TASK TO CARRY OUT:
Reproduce the following listing verbatim, line for line.

------ RECORDS SHOWN

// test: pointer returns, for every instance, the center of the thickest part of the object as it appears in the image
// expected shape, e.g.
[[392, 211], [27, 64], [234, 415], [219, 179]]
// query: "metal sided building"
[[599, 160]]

------------

WRITTEN SOLUTION:
// test: pointer returns, for every instance, the center of the thickest part of the object as it appears in the image
// expected shape, e.g.
[[392, 211], [27, 64], [234, 415], [219, 179]]
// query: "metal sided building"
[[599, 160]]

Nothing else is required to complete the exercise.